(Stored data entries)
##########

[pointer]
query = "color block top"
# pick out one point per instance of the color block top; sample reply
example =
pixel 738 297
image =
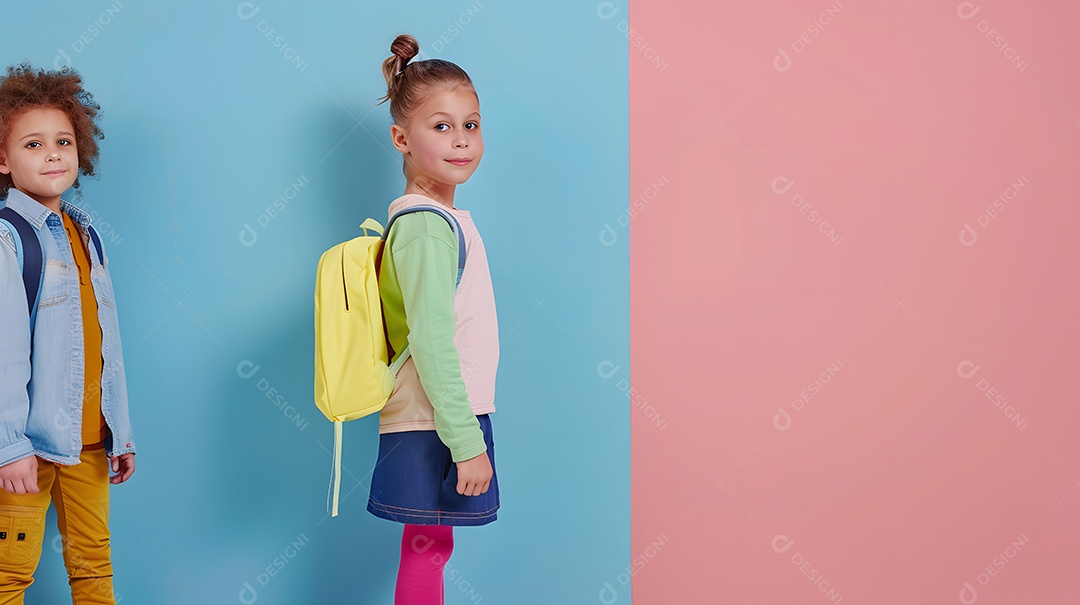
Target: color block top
pixel 453 336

##########

(WHAT THE TASK ASKS) Every entry above should be written out again verbatim, with no pictures included.

(OUTPUT FOR THIS TASK)
[pointer]
query = "color block top"
# pick out one point per instance of the color block top; sample reply
example =
pixel 738 297
image =
Target: color block top
pixel 453 336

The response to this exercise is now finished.